→ **TASK STATEMENT**
Quote all of the records below verbatim, but leave the pictures out of your answer.

START

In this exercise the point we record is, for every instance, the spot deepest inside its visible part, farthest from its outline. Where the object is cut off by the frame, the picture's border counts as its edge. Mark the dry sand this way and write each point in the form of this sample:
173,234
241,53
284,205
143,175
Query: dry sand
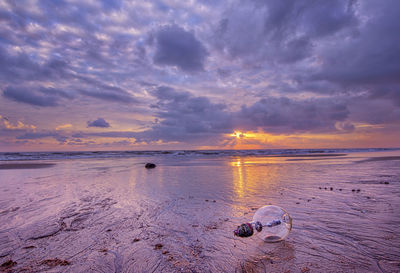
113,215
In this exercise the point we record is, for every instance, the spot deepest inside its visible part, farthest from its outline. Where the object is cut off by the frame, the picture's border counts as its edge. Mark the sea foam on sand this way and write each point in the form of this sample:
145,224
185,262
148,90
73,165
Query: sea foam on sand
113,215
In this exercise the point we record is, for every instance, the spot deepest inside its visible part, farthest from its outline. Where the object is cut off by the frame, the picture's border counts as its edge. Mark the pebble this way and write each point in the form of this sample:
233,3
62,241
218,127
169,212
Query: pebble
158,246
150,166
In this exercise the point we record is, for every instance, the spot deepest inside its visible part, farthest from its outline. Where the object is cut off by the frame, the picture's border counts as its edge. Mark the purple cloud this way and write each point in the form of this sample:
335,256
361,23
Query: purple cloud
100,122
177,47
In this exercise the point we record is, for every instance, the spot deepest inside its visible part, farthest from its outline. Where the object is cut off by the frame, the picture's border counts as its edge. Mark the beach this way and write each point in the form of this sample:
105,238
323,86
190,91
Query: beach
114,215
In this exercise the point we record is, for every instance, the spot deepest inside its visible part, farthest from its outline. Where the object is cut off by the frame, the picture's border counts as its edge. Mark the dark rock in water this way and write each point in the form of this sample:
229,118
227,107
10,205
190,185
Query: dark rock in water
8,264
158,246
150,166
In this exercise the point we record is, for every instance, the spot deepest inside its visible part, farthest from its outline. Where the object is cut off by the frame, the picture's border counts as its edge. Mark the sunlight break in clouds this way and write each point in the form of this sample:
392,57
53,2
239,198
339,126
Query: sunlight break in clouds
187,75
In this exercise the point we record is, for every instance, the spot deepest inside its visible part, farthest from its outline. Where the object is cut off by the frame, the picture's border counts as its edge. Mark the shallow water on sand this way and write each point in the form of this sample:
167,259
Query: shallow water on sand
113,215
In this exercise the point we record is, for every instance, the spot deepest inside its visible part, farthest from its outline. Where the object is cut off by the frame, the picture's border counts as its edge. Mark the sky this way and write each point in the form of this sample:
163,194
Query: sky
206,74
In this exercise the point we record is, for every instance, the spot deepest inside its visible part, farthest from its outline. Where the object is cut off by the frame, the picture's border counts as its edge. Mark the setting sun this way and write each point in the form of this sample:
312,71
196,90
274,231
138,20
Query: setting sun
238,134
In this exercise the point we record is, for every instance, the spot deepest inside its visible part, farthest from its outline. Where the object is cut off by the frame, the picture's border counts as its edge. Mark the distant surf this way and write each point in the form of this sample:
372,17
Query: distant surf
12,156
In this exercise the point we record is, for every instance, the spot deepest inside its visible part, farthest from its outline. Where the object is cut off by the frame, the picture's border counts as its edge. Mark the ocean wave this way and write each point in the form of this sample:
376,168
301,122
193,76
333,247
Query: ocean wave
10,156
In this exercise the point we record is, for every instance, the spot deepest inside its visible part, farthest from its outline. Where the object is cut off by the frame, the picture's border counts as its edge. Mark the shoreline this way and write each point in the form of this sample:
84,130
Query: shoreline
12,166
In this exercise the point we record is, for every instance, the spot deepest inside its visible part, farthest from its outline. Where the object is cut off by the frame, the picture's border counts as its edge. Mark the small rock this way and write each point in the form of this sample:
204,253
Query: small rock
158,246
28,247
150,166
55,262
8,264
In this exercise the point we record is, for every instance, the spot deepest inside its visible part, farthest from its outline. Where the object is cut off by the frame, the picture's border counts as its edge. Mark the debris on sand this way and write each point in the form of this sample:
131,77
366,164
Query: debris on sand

END

→ **RESPONSE**
In this exercise the point we record is, for every instance, the spot deepest inside its visible part, farthest from its outline. Where the object is cut off by the frame, the picture's border counts as its edge. Mark the dry sand this way and write each point in the form of this sample:
173,234
241,53
284,205
143,175
Query: dry sand
113,215
In this exercise the point we record is, for every instance, the spot deepest inside its visible part, farthest from its outline. Where the object is cut off by the frame, the picture's border counts as its edge. Mark the sea foam on sand this way and write each point in the form of this sample:
145,224
185,262
148,90
73,165
Query: sea foam on sand
113,215
In this exercise the point we record is, for every instance, the spot deepest inside its visible part, farthest from its outline. Where the object is cut off by the frame, the picture's border counts as its edge. Mark the pebble this way and write each point in the form of this sample:
233,3
62,241
218,127
169,212
Query: pebble
158,246
150,166
In this exercise the point we record is, for every instance, the spot deepest inside its visible part, farthest from its outline. Where the object is cut off by the frame, the picture's border counts as its edge. Mark the purple cloud this way and write each point in the form of this sample:
335,256
361,23
Query: purple cloud
100,122
177,47
In this exercise the point we record is, for every instance, the spot deepest inside its visible part, farthest from its outline. Where the object is cut off by the frame, the picture's border counts as its edge. Mark the beach this way and write each point in the form of this sample:
105,238
323,86
190,91
Query: beach
114,215
In this exercise the point we record is, for every instance, the spot deepest inside its visible part, farthest from its outline. Where the object is cut off by the frame, the picture's border counts as its edge. Mark the dark rock in water this way and write each point in the form of this sample:
229,118
227,107
10,205
190,185
Query: dark rock in water
8,264
158,246
150,166
In this exercise the point we record is, for every instance, the spot deepest inside its visible part, farthest from its outline. Where the object is cut off by the frame, the picture's border counts as its edge. Mark the sunlight break in clouds this way and write each point in the form of this sample:
392,57
53,2
239,198
339,126
Query: sunlight break in clouds
187,75
In this exercise the point we record is, for every instance, the spot deepest inside its visible part, farthest from its outline. Where the object is cut off by the frame, the picture's border counts as its edge. Mark the shallow water on sand this way and write each point in the form of this sample:
167,259
Query: shallow water on sand
113,215
In this exercise the point we record is, for every instance, the spot deepest inside its visible part, farthest from its outline. Where the object is cut off by the frame, the picture's border counts as its edge. Mark the sky this way and write each point in the form of this sample:
163,194
Query: sky
206,74
In this exercise the point we record is, for every instance, the spot deepest inside its visible part, farthest from its outline. Where the object is cut off by the frame, the picture's border counts as its edge. Mark the setting sun this way and write each point in the form of this sample:
312,71
196,90
274,231
138,20
Query: setting sun
238,134
In this exercise the point we record is, for every instance, the spot deepest inside its visible part, farthest from its outline. Where the object is cut off by the frame, the picture's border counts as its edge. Mark the distant surf this way and write each point in the form of this sample:
372,17
Query: distant surf
12,156
In this exercise the point we record is, for every instance, the spot deepest inside its visible part, farthest from its outline. Where the object is cut off by the frame, the picture's border counts as its edge. Mark the ocean wave this way and write each point in the form of this sample:
376,168
301,122
193,76
333,247
Query: ocean wave
10,156
In this exercise the point we record is, for every instance, the spot deepest inside its visible part, farthest from its outline. Where the object is cut off by the frame, the picture's border counts as its edge. Mark the shoreline this way and write each point in the form of this sample:
84,130
Query: shoreline
12,166
In this exercise the point we record is, for every instance, the spot deepest inside its visible part, farthest from its outline. Where the object is cut off by the frame, the picture's border counts as its edge. Mark the small rock this way and write each point in the form of this sample:
204,253
Query: small rock
158,246
28,247
150,166
55,262
8,264
In this exercise the point we record is, for every instance, the spot deepest inside its visible part, farthest from its outline. Where the object is cut off by the frame, the picture's border counts as its edge. Mark the debris on sand this way and write each point in the form of this sample:
131,77
366,164
Query: debris on sand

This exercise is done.